■ Суть задания:
Измените кусок отрывка о перелете от слов "В 2.34 мы вылетели" до слов "вернулся в гостиницу." включительно: поставьте "горячую ванну" вместо "холодный душ" и выпишите этот кусок целиком.

■ Исходный текст:
┌──

Через 15 час. мы прошли над Кутаисом, сбросили почту и пошли к
Сурамскому перевалу, забрав 1800 метров высоты.
Тут один из пассажиров заметил, что по стенке кабины льется бензин, и
обратил на это внимание летчика. Летчик сразу же круто повернул назад, и
через 5 минут мы мирно опустились на Кутаисский аэродром. Оказывается, у нас
лопнул правый бензиновый бак, и летчик из предусмотрительности опустил
аппарат в Кутаисе. Тут мы стояли часа полтора, пока бензин переливали из
правого бака в левый.
В 2.34 мы вылетели в Тифлис... Очень трудно узнавать помеченные на
карте селения...Прилетели ровно через 2 часа - в 4.34, спокойно сели на
аэродром. В Баку уже поздно было лететь, и летчик объявил, что мы будем
ночевать в Тифлисе. Так как задержка произошла не по нашей вине, то
Укрвоздухпуть отвез нас на чудесном автомобиле в город, поместил в лучшей
гостинице - "Палас отель", и все за свой счет. Я был очень доволен: мой
билет стоил 30 руб., почти то же что стоило бы мне путешествие пароходом и
поездом, а один только номер, в котором я ночевал, стоил Укрвоздухпути 11р.
50 к. - почти половину уплаченных мною денег. Помывшись и пообедав в духане,
я отправился к Т.1, пробыл у нее 2 часа, принял холодный душ, выпил
несколько стаканов воды - жара ужасная в Тифлисе - и часов в 11, побродив
еще по городу, вернулся в гостиницу.
Кстати, в этот самый день в Тифлисе были Тихонов и Эрлих. Я не знал
этого и не видел их. Они прислали еще открытку из Баку.
В 4 утра за пассажирами заехал тот же автомобиль, и через 15 минут мы
были на аэродроме, где уже рулил и пробовал мотор наш "К-217". Здесь я успел
сбегать в духан, съел простокваши с хлебом и опять уселся в автомобиль, он
отвез нас на другой конец аэродрома, куда прирулил и "К-217".
Вылетели в 5 утра и летели четыре часа с минутами до Баку без посадки.
...Открылись внизу степи, пустыни, унылые и бесплодные. Промелькнула Ганджа,
какие-то маленькие горы (наверно, они вовсе не малы в действительности)

└──

■ Список записей:
┌──

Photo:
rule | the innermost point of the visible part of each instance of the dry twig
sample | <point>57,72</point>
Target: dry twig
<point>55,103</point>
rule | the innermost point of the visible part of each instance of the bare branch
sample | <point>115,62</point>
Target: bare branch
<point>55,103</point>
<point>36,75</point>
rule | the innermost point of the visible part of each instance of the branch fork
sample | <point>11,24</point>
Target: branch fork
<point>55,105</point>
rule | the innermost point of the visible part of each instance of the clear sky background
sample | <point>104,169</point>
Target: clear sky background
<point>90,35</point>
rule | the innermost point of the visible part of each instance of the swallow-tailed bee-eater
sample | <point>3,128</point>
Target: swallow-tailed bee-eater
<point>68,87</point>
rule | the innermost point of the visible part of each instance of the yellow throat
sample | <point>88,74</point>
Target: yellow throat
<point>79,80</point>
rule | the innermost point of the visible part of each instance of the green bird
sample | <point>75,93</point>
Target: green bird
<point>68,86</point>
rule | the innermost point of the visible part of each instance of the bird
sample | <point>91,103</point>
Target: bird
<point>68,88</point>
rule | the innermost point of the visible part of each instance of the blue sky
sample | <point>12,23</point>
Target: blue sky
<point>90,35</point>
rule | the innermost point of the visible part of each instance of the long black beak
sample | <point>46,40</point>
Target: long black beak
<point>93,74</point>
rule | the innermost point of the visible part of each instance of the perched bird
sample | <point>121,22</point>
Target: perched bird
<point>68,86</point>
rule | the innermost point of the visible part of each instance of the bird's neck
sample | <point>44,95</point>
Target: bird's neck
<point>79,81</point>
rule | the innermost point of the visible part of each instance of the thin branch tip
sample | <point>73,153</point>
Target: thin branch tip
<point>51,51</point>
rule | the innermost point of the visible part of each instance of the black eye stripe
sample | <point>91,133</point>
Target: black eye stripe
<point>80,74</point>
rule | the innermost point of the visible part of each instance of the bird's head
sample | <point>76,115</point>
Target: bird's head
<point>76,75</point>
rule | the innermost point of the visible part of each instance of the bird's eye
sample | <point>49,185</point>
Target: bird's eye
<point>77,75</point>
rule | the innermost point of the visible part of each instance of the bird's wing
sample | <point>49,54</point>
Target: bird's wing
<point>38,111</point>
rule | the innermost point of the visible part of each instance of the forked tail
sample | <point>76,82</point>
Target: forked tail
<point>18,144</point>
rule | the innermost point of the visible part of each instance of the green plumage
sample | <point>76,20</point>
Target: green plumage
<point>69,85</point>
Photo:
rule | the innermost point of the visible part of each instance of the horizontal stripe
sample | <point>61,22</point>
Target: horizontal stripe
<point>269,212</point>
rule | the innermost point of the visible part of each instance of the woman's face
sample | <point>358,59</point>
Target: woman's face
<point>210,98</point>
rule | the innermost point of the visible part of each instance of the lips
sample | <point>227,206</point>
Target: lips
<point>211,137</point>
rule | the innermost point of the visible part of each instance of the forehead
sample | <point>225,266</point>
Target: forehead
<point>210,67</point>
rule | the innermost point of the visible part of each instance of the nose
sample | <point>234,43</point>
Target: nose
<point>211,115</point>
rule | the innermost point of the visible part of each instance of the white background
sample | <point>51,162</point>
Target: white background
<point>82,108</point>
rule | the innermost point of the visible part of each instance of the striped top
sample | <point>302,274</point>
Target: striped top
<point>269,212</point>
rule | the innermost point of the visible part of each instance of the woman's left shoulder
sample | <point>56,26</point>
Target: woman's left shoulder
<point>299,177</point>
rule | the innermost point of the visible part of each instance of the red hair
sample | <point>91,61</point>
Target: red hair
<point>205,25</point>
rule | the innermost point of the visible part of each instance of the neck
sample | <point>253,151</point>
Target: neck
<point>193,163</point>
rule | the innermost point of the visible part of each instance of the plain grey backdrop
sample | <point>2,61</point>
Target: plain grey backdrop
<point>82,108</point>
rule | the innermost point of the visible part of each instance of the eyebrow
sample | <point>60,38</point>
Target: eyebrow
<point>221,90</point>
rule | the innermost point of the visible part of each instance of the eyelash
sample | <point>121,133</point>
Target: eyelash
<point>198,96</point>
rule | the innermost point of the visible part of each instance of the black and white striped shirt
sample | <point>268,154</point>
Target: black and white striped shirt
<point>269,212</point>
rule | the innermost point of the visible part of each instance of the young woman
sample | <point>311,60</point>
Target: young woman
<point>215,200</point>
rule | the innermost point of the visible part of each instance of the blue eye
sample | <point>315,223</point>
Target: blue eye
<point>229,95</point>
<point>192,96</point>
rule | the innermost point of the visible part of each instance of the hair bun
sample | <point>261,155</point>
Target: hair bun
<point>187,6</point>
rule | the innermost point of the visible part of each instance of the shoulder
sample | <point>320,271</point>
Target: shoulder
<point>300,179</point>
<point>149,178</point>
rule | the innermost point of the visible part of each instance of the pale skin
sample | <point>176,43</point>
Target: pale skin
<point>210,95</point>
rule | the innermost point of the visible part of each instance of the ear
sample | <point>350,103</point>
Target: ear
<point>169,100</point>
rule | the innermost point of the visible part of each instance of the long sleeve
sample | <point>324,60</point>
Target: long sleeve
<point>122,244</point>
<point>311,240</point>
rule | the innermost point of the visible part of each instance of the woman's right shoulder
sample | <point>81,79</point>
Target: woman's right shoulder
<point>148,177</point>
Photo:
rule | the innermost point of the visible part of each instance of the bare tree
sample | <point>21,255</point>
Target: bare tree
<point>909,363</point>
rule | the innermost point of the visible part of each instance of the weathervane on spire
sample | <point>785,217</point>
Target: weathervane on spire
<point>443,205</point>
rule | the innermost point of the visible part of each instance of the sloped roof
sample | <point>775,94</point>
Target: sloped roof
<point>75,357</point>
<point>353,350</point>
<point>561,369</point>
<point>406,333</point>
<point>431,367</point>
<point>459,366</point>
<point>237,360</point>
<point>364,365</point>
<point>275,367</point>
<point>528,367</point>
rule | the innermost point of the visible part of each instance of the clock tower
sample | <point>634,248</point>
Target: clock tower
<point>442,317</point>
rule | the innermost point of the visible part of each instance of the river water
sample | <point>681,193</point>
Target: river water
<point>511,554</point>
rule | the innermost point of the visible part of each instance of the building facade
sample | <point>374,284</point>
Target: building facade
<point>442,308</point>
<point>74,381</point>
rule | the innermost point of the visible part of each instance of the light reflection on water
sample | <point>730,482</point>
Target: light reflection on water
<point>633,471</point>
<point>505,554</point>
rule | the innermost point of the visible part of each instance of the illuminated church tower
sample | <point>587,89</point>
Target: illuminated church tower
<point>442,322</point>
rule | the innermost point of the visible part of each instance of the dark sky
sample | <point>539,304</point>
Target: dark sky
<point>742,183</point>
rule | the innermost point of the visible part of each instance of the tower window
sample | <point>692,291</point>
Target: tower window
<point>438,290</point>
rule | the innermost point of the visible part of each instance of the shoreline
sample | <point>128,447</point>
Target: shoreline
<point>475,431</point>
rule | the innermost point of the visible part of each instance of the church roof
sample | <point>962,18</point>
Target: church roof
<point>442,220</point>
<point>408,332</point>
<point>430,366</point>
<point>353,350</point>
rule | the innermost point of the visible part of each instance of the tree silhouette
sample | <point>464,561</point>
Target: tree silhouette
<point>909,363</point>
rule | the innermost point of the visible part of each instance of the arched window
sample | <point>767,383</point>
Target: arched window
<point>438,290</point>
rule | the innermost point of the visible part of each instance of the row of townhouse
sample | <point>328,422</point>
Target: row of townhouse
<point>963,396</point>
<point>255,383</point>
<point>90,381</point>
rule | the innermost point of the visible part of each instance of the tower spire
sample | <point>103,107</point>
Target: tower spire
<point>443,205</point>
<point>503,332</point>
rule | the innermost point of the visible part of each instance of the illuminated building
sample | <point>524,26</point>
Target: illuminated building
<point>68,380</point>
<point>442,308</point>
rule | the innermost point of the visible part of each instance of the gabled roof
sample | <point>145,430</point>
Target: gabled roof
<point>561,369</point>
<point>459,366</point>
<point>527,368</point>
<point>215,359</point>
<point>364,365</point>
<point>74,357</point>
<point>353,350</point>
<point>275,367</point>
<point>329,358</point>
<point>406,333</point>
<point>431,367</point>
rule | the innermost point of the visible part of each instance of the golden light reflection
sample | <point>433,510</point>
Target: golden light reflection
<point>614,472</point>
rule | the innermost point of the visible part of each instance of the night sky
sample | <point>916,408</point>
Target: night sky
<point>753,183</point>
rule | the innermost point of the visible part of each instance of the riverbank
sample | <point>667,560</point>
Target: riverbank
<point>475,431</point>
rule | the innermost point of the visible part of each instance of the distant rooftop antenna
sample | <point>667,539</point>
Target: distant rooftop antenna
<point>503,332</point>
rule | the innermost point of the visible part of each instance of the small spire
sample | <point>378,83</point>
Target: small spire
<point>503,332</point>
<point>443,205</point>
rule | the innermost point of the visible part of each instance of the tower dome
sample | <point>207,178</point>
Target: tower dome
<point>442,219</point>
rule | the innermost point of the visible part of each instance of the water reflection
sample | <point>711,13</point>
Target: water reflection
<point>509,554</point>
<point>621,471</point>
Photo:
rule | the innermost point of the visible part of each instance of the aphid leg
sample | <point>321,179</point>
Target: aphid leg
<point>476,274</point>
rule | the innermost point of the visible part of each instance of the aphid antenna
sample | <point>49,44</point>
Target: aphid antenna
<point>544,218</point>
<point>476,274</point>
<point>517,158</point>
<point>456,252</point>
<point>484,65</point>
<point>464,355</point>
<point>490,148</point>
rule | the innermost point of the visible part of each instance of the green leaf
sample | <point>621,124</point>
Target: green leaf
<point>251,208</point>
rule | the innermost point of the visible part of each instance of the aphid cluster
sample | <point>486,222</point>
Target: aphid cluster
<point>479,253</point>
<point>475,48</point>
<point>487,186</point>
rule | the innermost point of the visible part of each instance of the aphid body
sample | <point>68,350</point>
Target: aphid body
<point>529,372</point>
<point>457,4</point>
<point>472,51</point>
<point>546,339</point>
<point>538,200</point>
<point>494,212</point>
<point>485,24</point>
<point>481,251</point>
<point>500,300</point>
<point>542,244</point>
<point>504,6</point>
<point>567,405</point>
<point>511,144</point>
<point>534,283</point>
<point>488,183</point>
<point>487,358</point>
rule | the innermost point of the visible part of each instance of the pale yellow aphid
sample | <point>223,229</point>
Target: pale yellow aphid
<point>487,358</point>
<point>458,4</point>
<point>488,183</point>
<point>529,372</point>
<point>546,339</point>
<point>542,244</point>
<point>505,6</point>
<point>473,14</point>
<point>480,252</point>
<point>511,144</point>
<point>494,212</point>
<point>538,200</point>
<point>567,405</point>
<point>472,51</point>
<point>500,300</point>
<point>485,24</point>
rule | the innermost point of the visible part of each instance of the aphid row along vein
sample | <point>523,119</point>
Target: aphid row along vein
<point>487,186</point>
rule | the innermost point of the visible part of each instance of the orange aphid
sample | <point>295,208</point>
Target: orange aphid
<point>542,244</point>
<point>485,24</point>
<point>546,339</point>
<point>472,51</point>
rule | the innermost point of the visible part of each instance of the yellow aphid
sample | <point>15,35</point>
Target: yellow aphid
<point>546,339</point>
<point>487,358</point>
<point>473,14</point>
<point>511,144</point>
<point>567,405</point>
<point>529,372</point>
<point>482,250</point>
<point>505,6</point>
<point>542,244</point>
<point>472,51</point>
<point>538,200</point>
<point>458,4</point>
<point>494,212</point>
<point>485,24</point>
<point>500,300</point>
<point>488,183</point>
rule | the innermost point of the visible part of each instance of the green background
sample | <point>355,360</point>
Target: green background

└──

■ Ответ к заданию:
В 2.34 мы вылетели в Тифлис... Очень трудно узнавать помеченные на
карте селения...Прилетели ровно через 2 часа - в 4.34, спокойно сели на
аэродром. В Баку уже поздно было лететь, и летчик объявил, что мы будем
ночевать в Тифлисе. Так как задержка произошла не по нашей вине, то
Укрвоздухпуть отвез нас на чудесном автомобиле в город, поместил в лучшей
гостинице - "Палас отель", и все за свой счет. Я был очень доволен: мой
билет стоил 30 руб., почти то же что стоило бы мне путешествие пароходом и
поездом, а один только номер, в котором я ночевал, стоил Укрвоздухпути 11р.
50 к. - почти половину уплаченных мною денег. Помывшись и пообедав в духане,
я отправился к Т.1, пробыл у нее 2 часа, принял горячую ванну, выпил
несколько стаканов воды - жара ужасная в Тифлисе - и часов в 11, побродив
еще по городу, вернулся в гостиницу.